Work request – Write out all of the data again, exactly as it reads.

Study material –
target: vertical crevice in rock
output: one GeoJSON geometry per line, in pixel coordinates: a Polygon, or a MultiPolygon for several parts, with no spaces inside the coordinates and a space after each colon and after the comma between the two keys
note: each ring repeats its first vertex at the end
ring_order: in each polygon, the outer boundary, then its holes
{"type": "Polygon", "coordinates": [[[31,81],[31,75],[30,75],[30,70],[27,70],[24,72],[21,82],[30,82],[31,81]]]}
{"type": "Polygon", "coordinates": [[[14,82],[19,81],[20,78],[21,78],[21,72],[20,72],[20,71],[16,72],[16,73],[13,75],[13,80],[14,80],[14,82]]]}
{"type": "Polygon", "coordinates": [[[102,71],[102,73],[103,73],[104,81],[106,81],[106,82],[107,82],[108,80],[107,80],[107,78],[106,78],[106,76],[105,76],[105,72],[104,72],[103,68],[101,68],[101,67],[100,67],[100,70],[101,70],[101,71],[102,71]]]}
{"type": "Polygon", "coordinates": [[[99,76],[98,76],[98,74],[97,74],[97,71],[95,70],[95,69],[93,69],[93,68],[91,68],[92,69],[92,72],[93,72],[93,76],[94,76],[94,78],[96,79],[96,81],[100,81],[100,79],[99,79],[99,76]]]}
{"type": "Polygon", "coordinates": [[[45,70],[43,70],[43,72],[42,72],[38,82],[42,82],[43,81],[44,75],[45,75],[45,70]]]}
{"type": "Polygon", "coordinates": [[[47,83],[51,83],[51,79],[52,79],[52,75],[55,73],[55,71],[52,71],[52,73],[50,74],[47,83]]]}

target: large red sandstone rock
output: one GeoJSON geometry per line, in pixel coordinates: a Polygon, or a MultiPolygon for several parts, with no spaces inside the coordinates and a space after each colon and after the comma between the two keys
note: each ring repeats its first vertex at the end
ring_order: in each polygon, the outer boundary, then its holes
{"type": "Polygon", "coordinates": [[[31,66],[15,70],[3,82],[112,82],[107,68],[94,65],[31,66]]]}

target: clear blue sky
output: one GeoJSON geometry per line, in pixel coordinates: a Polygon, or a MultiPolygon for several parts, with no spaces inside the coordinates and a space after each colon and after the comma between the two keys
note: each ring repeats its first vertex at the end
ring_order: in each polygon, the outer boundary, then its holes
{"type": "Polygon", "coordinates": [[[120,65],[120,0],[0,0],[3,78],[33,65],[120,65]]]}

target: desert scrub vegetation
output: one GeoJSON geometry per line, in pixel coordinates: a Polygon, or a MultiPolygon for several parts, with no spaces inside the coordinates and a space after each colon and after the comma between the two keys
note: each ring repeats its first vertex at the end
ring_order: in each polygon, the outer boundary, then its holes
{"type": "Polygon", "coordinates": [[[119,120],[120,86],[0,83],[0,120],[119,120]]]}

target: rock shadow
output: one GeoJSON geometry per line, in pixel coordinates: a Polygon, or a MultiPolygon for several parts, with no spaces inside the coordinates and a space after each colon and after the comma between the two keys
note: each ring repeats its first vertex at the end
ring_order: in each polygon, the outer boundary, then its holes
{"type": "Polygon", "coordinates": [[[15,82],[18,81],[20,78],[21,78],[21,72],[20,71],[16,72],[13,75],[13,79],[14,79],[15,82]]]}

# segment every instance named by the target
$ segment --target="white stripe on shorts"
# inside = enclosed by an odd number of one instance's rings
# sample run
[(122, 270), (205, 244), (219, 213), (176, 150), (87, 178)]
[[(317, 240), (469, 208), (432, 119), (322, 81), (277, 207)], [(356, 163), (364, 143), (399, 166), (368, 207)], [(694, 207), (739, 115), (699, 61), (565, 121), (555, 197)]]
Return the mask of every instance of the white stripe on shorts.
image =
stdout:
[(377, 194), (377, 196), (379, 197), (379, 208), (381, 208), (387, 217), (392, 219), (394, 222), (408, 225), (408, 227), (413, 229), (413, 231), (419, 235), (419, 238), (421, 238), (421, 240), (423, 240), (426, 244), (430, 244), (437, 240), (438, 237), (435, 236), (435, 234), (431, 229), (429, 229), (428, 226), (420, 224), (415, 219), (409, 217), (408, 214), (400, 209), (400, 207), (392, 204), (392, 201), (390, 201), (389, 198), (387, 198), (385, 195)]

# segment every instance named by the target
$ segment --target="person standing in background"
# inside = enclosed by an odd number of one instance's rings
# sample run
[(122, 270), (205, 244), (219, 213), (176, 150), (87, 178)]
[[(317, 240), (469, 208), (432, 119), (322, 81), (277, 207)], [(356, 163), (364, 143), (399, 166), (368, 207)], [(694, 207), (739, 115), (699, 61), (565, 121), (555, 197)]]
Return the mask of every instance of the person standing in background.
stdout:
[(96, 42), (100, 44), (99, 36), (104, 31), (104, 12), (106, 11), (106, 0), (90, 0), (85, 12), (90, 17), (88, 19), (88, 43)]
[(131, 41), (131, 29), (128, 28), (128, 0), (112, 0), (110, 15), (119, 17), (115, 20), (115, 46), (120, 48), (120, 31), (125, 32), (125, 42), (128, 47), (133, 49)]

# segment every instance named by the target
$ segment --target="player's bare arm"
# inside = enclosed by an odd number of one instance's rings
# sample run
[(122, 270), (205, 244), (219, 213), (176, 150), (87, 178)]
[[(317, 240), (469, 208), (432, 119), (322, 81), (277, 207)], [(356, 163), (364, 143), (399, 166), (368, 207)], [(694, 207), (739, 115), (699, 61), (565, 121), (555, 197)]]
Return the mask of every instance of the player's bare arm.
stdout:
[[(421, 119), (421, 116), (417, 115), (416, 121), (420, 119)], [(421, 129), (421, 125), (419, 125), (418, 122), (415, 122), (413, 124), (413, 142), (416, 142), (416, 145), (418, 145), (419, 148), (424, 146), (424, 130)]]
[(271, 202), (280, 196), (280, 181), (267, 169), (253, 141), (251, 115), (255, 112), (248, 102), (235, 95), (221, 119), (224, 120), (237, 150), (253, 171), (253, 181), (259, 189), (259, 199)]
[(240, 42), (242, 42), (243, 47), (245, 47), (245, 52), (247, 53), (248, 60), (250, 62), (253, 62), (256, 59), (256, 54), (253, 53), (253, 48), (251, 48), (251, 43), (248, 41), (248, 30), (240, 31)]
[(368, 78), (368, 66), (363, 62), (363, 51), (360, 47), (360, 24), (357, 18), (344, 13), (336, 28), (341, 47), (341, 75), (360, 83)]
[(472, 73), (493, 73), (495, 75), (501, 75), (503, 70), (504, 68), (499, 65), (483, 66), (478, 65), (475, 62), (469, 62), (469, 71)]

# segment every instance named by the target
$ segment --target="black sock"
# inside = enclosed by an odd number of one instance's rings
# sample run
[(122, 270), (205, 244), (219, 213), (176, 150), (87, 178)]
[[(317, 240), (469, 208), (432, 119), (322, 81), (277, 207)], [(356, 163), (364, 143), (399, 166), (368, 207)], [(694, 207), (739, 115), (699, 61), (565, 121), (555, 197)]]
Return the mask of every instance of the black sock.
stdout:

Problem solution –
target: vertical crevice in rock
output: one GeoJSON geometry per line, in pixel coordinates: a Polygon, or a MultiPolygon for several parts, with no spaces inside the coordinates and a space after each colon and after the comma between the two keys
note: each ring repeats its first vertex at the end
ring_order: in each polygon, the outer boundary, then its holes
{"type": "Polygon", "coordinates": [[[31,81],[31,75],[30,75],[30,70],[27,70],[24,72],[21,82],[30,82],[31,81]]]}
{"type": "Polygon", "coordinates": [[[14,82],[19,81],[20,78],[21,78],[21,72],[20,72],[20,71],[16,72],[16,73],[13,75],[13,80],[14,80],[14,82]]]}
{"type": "Polygon", "coordinates": [[[102,71],[102,73],[103,73],[104,81],[106,81],[106,82],[107,82],[108,80],[107,80],[107,78],[106,78],[106,76],[105,76],[105,72],[104,72],[103,68],[101,68],[101,67],[100,67],[100,70],[101,70],[101,71],[102,71]]]}
{"type": "Polygon", "coordinates": [[[99,76],[98,76],[98,74],[97,74],[97,71],[95,70],[95,69],[93,69],[93,68],[91,68],[92,69],[92,72],[93,72],[93,76],[94,76],[94,78],[96,79],[96,81],[100,81],[100,79],[99,79],[99,76]]]}
{"type": "Polygon", "coordinates": [[[45,70],[43,70],[43,72],[42,72],[38,82],[42,82],[43,81],[44,75],[45,75],[45,70]]]}
{"type": "Polygon", "coordinates": [[[47,83],[51,83],[51,79],[52,79],[52,75],[55,73],[55,71],[52,71],[52,73],[50,74],[47,83]]]}

target: large red sandstone rock
output: one GeoJSON geometry per line, in pixel coordinates: a Polygon, or a MultiPolygon for several parts, with no spaces inside the coordinates and a space after each colon and after the comma between the two keys
note: each ring repeats its first vertex at the end
ring_order: in each polygon, the outer boundary, then its holes
{"type": "Polygon", "coordinates": [[[31,66],[15,70],[3,82],[112,82],[107,68],[94,65],[31,66]]]}

target: clear blue sky
output: one GeoJSON geometry per line, in pixel coordinates: a Polygon, or a MultiPolygon for several parts, with no spaces inside the coordinates and a space after each colon and after the comma between the two keys
note: each ring repeats its first vertex at the end
ring_order: in each polygon, the outer boundary, then its holes
{"type": "Polygon", "coordinates": [[[120,65],[120,0],[0,0],[3,78],[33,65],[120,65]]]}

target: desert scrub vegetation
output: one GeoJSON geometry per line, in pixel coordinates: a Polygon, or a MultiPolygon for several parts, with no spaces inside the coordinates and a space after each colon and after the comma between the two keys
note: each ring repeats its first vertex at the end
ring_order: in each polygon, the outer boundary, then its holes
{"type": "Polygon", "coordinates": [[[119,120],[120,86],[0,83],[0,120],[119,120]]]}

target: rock shadow
output: one GeoJSON geometry per line, in pixel coordinates: a Polygon, or a MultiPolygon for several parts, with no spaces inside the coordinates and a space after each colon and after the comma between the two keys
note: each ring repeats its first vertex at the end
ring_order: in each polygon, the outer boundary, then its holes
{"type": "Polygon", "coordinates": [[[15,82],[18,81],[20,78],[21,78],[21,72],[20,71],[16,72],[13,75],[13,79],[14,79],[15,82]]]}

# segment every instance named by the target
$ segment --target="white stripe on shorts"
# inside = enclosed by an odd number of one instance's rings
# sample run
[(122, 270), (205, 244), (219, 213), (176, 150), (87, 178)]
[[(317, 240), (469, 208), (432, 119), (322, 81), (277, 207)], [(356, 163), (364, 143), (399, 166), (368, 207)], [(694, 207), (739, 115), (699, 61), (565, 121), (555, 197)]]
Return the mask of every instance of the white stripe on shorts.
image =
stdout:
[(377, 194), (377, 196), (379, 197), (379, 208), (381, 208), (387, 217), (392, 219), (394, 222), (408, 225), (408, 227), (413, 229), (413, 231), (419, 235), (419, 238), (421, 238), (421, 240), (423, 240), (426, 244), (430, 244), (437, 240), (438, 237), (435, 236), (435, 234), (431, 229), (429, 229), (428, 226), (420, 224), (415, 219), (409, 217), (408, 214), (400, 209), (400, 207), (392, 204), (392, 201), (390, 201), (389, 198), (387, 198), (385, 195)]

# segment every instance named by the target
$ segment --target="person standing in background"
# inside = enclosed by an odd number of one instance's rings
# sample run
[(122, 270), (205, 244), (219, 213), (176, 150), (87, 178)]
[[(317, 240), (469, 208), (432, 119), (322, 81), (277, 207)], [(356, 163), (364, 143), (399, 166), (368, 207)], [(694, 207), (739, 115), (699, 61), (565, 121), (555, 197)]]
Return the mask of every instance of the person standing in background.
stdout:
[(96, 42), (100, 44), (99, 36), (104, 31), (104, 12), (106, 11), (106, 0), (90, 0), (85, 12), (90, 17), (88, 19), (88, 43)]
[(131, 41), (131, 29), (128, 28), (128, 0), (112, 0), (110, 15), (119, 17), (115, 20), (115, 46), (120, 48), (120, 31), (125, 32), (125, 42), (128, 47), (133, 49)]

# segment every instance named by the target
$ segment --target="player's bare arm"
# inside = enclosed by an odd number of one instance's rings
# sample run
[(122, 270), (205, 244), (219, 213), (176, 150), (87, 178)]
[[(317, 240), (469, 208), (432, 119), (322, 81), (277, 207)], [(356, 163), (364, 143), (399, 166), (368, 207)], [(694, 207), (739, 115), (699, 61), (565, 121), (555, 197)]]
Return the mask of every instance of the player's bare arm.
stdout:
[[(421, 119), (421, 116), (417, 115), (416, 121), (420, 119)], [(421, 129), (421, 125), (419, 125), (418, 122), (415, 122), (413, 124), (413, 142), (416, 142), (416, 145), (418, 145), (419, 148), (424, 146), (424, 130)]]
[(271, 202), (280, 196), (280, 181), (267, 169), (253, 141), (251, 115), (255, 112), (248, 102), (235, 95), (221, 119), (224, 120), (237, 150), (253, 171), (253, 181), (259, 189), (259, 199)]
[(240, 42), (242, 42), (243, 47), (245, 47), (245, 52), (247, 53), (248, 60), (250, 62), (253, 62), (256, 59), (256, 54), (253, 53), (253, 48), (251, 48), (251, 43), (248, 41), (248, 30), (240, 31)]
[(368, 78), (368, 66), (363, 62), (363, 51), (360, 47), (360, 24), (357, 18), (344, 13), (336, 28), (341, 47), (341, 75), (360, 83)]
[(472, 73), (493, 73), (495, 75), (501, 75), (503, 70), (504, 68), (499, 65), (483, 66), (478, 65), (475, 62), (469, 62), (469, 71)]

# segment every instance named by the target
$ segment --target="black sock"
# inside = enclosed by an odd number of one instance's rings
# sample run
[(122, 270), (205, 244), (219, 213), (176, 150), (87, 178)]
[[(317, 240), (469, 208), (432, 119), (322, 81), (277, 207)], [(356, 163), (364, 143), (399, 166), (368, 207)], [(694, 207), (739, 115), (699, 61), (565, 121), (555, 197)]]
Return the mask of every instance of the black sock.
stdout:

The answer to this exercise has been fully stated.